### SUPPLIED INFORMATION
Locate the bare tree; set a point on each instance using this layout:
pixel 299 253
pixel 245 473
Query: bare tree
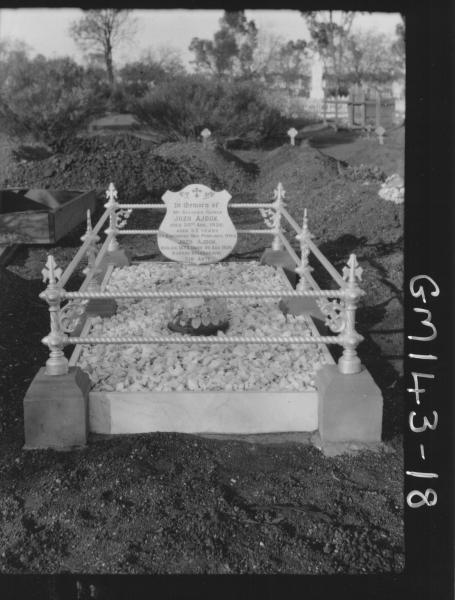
pixel 100 31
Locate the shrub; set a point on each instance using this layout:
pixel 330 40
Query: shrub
pixel 47 98
pixel 185 105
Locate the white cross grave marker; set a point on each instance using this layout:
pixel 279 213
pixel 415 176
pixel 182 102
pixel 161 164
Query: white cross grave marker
pixel 380 133
pixel 205 134
pixel 292 133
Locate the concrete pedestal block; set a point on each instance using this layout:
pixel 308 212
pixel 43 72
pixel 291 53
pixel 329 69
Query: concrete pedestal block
pixel 56 410
pixel 280 258
pixel 350 407
pixel 104 307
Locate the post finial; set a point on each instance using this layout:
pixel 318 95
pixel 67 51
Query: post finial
pixel 51 272
pixel 111 194
pixel 279 193
pixel 353 271
pixel 305 220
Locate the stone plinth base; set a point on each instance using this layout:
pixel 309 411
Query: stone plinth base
pixel 350 407
pixel 280 258
pixel 336 448
pixel 56 410
pixel 203 412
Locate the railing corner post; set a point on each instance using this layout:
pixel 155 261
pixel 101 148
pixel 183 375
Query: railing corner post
pixel 111 206
pixel 304 267
pixel 57 363
pixel 278 194
pixel 349 362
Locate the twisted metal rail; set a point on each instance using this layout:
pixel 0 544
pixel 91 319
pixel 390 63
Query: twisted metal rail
pixel 207 339
pixel 164 207
pixel 209 294
pixel 158 232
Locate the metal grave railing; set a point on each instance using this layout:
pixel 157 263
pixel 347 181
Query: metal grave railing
pixel 339 311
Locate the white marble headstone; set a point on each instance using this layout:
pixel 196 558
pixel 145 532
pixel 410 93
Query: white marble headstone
pixel 197 228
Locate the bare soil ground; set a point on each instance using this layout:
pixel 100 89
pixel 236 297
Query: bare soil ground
pixel 170 503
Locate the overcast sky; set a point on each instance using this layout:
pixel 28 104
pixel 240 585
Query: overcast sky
pixel 46 30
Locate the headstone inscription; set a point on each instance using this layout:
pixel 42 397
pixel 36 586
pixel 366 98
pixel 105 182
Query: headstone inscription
pixel 197 228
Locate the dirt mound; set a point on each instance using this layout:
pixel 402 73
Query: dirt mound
pixel 210 165
pixel 136 166
pixel 367 151
pixel 336 205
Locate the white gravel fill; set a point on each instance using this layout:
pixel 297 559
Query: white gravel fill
pixel 200 367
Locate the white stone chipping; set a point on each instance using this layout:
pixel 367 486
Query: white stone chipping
pixel 200 367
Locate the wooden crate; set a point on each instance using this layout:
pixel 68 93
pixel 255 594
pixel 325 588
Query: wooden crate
pixel 36 216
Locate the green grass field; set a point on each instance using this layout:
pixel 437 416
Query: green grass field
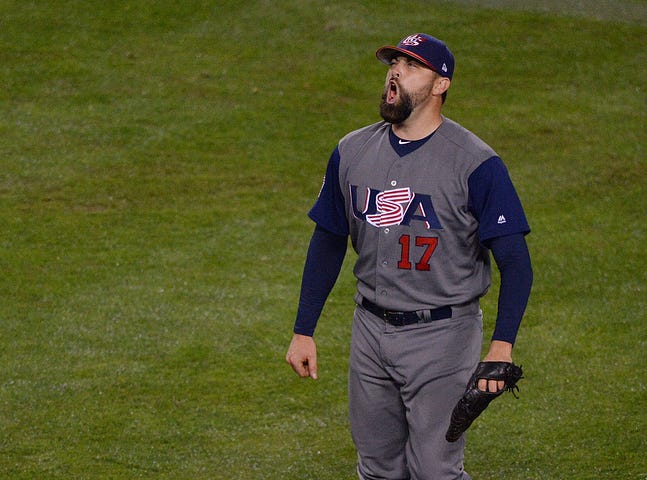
pixel 158 160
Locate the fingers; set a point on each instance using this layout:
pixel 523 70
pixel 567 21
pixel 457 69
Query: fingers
pixel 491 386
pixel 304 366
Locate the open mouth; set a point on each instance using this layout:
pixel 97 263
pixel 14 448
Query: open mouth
pixel 391 92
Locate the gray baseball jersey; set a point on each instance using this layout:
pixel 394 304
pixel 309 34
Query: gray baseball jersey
pixel 409 218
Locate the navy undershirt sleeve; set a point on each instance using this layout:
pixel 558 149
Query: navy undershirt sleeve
pixel 329 209
pixel 513 260
pixel 322 266
pixel 494 201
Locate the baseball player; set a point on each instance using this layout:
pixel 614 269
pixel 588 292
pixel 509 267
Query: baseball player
pixel 424 202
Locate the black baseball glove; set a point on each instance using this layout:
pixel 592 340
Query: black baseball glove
pixel 474 401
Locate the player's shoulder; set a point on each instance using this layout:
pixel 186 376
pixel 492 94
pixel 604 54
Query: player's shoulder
pixel 465 140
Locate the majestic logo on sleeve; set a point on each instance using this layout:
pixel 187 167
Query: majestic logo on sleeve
pixel 399 206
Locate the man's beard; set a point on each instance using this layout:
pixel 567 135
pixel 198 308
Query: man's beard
pixel 398 112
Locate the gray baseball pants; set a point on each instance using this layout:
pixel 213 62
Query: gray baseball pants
pixel 403 384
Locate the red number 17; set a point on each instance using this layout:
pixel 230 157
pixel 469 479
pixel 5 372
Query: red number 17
pixel 429 243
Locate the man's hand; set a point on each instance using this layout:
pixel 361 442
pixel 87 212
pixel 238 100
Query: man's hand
pixel 302 356
pixel 499 352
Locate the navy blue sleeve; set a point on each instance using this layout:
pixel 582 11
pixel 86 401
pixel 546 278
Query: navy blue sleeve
pixel 513 260
pixel 329 210
pixel 494 202
pixel 323 263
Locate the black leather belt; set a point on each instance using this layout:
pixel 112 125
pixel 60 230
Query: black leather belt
pixel 400 319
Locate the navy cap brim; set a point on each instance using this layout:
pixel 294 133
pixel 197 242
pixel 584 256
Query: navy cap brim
pixel 387 53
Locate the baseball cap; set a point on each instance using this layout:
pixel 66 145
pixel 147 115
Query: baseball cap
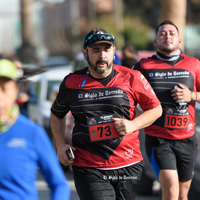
pixel 8 69
pixel 97 36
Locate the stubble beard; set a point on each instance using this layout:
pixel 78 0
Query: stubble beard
pixel 96 69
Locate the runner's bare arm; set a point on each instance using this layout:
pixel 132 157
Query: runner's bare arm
pixel 58 130
pixel 125 126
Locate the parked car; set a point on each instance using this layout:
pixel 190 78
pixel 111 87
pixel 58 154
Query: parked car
pixel 44 84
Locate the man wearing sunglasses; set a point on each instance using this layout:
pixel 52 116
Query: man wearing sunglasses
pixel 102 99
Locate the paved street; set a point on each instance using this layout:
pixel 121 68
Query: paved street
pixel 44 193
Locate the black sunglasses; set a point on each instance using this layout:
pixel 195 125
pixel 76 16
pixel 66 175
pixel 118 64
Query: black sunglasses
pixel 99 37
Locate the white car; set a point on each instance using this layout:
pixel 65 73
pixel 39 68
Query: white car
pixel 44 85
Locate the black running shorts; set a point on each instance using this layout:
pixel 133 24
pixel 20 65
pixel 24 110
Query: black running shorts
pixel 177 155
pixel 96 184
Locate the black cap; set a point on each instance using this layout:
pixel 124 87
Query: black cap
pixel 93 43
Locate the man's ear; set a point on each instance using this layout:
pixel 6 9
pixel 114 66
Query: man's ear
pixel 84 54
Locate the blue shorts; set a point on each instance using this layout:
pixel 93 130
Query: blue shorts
pixel 177 155
pixel 96 184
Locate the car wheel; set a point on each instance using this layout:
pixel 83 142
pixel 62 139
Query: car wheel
pixel 146 185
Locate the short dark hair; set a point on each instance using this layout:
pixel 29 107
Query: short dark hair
pixel 98 31
pixel 164 23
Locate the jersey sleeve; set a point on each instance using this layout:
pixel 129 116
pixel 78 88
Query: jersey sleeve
pixel 60 106
pixel 198 76
pixel 144 94
pixel 50 166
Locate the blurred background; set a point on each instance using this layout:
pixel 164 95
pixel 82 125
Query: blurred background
pixel 47 37
pixel 32 30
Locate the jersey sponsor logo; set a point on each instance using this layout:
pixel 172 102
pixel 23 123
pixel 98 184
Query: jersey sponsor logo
pixel 106 94
pixel 129 152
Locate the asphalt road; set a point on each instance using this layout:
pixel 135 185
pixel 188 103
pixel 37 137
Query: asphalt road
pixel 44 192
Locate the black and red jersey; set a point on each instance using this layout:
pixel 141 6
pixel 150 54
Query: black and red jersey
pixel 177 120
pixel 88 99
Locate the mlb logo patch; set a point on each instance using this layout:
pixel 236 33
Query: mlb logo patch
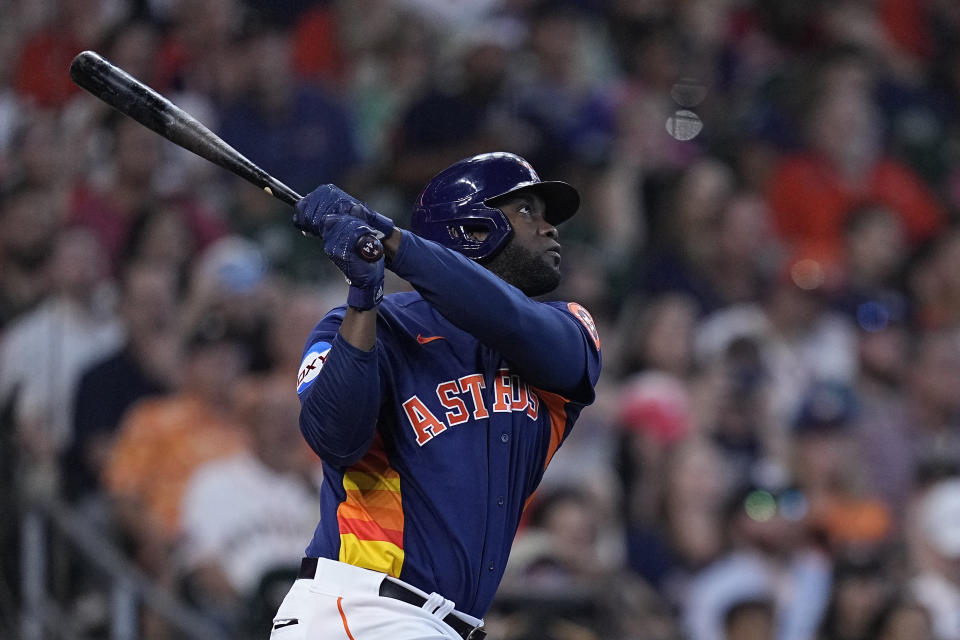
pixel 311 365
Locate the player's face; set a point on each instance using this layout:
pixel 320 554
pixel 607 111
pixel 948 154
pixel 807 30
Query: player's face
pixel 531 259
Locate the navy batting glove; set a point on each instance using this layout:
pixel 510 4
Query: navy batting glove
pixel 326 200
pixel 340 235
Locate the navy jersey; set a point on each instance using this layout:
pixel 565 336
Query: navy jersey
pixel 462 434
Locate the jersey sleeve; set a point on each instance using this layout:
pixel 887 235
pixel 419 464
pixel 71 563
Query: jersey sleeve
pixel 547 344
pixel 340 391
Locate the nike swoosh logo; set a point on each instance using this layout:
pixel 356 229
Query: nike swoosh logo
pixel 280 624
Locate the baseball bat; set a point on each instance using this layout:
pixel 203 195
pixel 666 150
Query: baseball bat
pixel 131 97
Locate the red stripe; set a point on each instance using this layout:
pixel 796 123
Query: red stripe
pixel 343 618
pixel 369 530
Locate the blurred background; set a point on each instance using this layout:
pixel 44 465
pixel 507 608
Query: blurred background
pixel 769 242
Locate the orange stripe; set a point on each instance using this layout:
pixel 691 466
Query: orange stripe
pixel 343 618
pixel 388 518
pixel 375 498
pixel 368 530
pixel 371 517
pixel 558 421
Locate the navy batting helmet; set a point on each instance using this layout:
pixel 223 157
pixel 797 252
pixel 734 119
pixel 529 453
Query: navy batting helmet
pixel 456 202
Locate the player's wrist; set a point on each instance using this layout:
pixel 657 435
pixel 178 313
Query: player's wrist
pixel 364 298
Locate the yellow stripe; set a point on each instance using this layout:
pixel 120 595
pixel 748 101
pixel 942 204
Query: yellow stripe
pixel 360 481
pixel 377 555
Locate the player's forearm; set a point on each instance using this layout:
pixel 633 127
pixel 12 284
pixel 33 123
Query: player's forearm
pixel 359 328
pixel 339 411
pixel 544 346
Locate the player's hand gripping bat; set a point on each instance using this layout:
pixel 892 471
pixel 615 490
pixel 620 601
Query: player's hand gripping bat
pixel 131 97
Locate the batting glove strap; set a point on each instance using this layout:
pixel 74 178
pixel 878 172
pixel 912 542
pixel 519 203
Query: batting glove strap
pixel 311 213
pixel 364 298
pixel 380 223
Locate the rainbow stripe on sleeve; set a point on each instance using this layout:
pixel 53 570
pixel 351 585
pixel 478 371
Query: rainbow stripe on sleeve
pixel 371 516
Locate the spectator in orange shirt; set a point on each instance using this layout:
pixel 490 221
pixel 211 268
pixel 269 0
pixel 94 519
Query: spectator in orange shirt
pixel 844 165
pixel 161 442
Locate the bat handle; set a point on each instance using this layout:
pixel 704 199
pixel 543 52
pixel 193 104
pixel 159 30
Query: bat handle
pixel 368 246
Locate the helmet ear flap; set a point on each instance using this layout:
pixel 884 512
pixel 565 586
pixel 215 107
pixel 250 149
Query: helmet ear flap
pixel 459 231
pixel 455 200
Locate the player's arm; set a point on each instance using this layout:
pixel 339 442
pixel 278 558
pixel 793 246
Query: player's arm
pixel 339 384
pixel 544 344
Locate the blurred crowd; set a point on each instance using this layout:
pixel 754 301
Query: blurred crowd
pixel 769 242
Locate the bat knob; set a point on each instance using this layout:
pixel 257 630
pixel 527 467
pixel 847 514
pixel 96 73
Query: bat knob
pixel 369 247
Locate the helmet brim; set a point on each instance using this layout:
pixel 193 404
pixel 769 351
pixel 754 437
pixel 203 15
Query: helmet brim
pixel 561 199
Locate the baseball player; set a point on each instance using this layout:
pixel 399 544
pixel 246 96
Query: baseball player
pixel 435 411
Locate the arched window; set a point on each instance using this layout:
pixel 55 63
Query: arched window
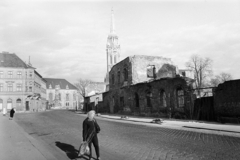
pixel 110 59
pixel 137 100
pixel 163 102
pixel 1 104
pixel 19 102
pixel 180 97
pixel 112 78
pixel 125 72
pixel 59 96
pixel 115 59
pixel 67 97
pixel 50 96
pixel 9 103
pixel 118 76
pixel 148 97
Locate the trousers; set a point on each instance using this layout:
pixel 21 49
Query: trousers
pixel 95 144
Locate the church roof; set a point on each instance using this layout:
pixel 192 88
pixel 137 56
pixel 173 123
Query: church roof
pixel 12 60
pixel 61 82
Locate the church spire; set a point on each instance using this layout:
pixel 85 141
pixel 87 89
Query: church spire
pixel 112 28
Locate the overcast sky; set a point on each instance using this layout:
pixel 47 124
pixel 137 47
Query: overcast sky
pixel 67 38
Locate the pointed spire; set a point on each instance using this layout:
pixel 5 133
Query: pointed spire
pixel 112 29
pixel 29 63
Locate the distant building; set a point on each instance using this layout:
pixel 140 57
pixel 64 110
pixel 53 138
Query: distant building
pixel 140 68
pixel 227 99
pixel 113 48
pixel 21 86
pixel 62 94
pixel 148 85
pixel 186 73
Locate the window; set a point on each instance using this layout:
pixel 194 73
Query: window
pixel 180 97
pixel 1 104
pixel 19 74
pixel 1 74
pixel 19 101
pixel 50 96
pixel 118 76
pixel 10 87
pixel 59 96
pixel 163 102
pixel 112 78
pixel 74 97
pixel 1 87
pixel 30 74
pixel 10 74
pixel 125 72
pixel 148 97
pixel 67 97
pixel 121 102
pixel 9 104
pixel 19 87
pixel 137 100
pixel 110 59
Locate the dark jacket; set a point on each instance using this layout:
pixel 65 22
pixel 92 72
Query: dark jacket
pixel 90 128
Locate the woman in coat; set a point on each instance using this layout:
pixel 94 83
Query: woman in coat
pixel 90 131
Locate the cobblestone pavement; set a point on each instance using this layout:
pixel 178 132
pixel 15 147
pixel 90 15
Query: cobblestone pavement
pixel 127 141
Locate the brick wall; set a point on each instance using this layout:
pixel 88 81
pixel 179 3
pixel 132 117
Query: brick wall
pixel 227 99
pixel 145 97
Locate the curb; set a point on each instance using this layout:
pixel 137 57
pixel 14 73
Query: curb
pixel 41 148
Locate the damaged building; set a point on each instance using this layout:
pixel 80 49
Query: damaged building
pixel 147 85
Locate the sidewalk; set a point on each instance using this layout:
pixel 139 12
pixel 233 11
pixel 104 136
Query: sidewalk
pixel 16 144
pixel 189 125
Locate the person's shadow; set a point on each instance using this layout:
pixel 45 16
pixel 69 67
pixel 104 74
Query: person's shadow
pixel 70 150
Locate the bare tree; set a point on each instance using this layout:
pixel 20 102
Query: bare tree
pixel 202 68
pixel 222 77
pixel 82 85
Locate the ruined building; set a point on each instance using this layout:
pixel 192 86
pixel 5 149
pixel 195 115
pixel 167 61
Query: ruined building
pixel 147 85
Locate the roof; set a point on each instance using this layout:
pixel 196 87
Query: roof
pixel 62 82
pixel 12 60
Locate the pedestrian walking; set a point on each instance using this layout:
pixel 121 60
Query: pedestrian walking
pixel 12 111
pixel 90 131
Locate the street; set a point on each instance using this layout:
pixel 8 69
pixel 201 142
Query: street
pixel 62 131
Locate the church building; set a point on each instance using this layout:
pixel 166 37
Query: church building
pixel 113 48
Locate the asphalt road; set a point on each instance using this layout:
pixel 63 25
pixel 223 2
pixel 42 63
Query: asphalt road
pixel 62 131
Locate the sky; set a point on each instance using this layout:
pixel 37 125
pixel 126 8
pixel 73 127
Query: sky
pixel 67 38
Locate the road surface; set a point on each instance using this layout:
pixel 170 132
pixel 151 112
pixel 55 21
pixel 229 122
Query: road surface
pixel 62 131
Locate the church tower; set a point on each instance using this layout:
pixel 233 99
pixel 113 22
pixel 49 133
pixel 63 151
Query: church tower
pixel 113 48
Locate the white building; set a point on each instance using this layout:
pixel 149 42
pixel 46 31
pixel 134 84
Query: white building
pixel 19 84
pixel 61 94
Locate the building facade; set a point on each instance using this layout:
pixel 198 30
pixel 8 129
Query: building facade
pixel 138 69
pixel 18 83
pixel 148 85
pixel 112 48
pixel 227 99
pixel 61 94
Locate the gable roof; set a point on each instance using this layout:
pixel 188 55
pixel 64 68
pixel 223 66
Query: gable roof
pixel 12 60
pixel 61 82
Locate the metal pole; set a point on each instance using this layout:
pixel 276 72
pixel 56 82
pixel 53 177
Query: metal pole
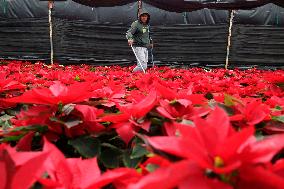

### WORK REQUIRED
Produce an exact copy of only those lines that run from the line with "Locate the ruined" to the final line of the records, including both; exclude images.

### COMPLETE ANSWER
Locate the ruined building; set a point on each instance using this layout:
pixel 192 86
pixel 5 149
pixel 195 115
pixel 167 61
Query: ruined building
pixel 147 85
Locate the roof; set a point on each instance using this layout:
pixel 196 87
Query: roof
pixel 62 82
pixel 12 60
Locate the pedestrian walking; set a point on each instance using this layout:
pixel 121 60
Query: pedestrian walking
pixel 12 111
pixel 90 131
Locate the street; set a point on each instance using this layout:
pixel 8 69
pixel 201 142
Query: street
pixel 62 131
Locate the church building; set a point on each instance using this layout:
pixel 166 37
Query: church building
pixel 113 48
Locate the asphalt road; set a point on each instance using this layout:
pixel 63 25
pixel 223 2
pixel 42 63
Query: asphalt road
pixel 62 131
Locate the sky; set a point on each instance using this layout:
pixel 37 125
pixel 126 8
pixel 73 127
Query: sky
pixel 67 38
Locate the road surface; set a point on each instance using this layout:
pixel 170 132
pixel 151 112
pixel 55 21
pixel 229 122
Query: road surface
pixel 62 131
Locate the church tower; set a point on each instance using this layout:
pixel 233 99
pixel 113 22
pixel 49 133
pixel 63 151
Query: church tower
pixel 113 48
Locate the white building; set a point on each instance using this layout:
pixel 149 42
pixel 46 31
pixel 134 84
Query: white building
pixel 19 84
pixel 61 94
Locate the building facade; set a point on each instance using this layout:
pixel 198 30
pixel 8 129
Query: building facade
pixel 138 69
pixel 18 83
pixel 148 85
pixel 112 48
pixel 227 99
pixel 61 94
Locate the gable roof; set a point on each instance using this layout:
pixel 188 55
pixel 64 68
pixel 223 66
Query: gable roof
pixel 12 60
pixel 61 82
Locate the metal pole; set a point on each instance using this layout:
pixel 276 72
pixel 56 82
pixel 53 177
Query: metal pole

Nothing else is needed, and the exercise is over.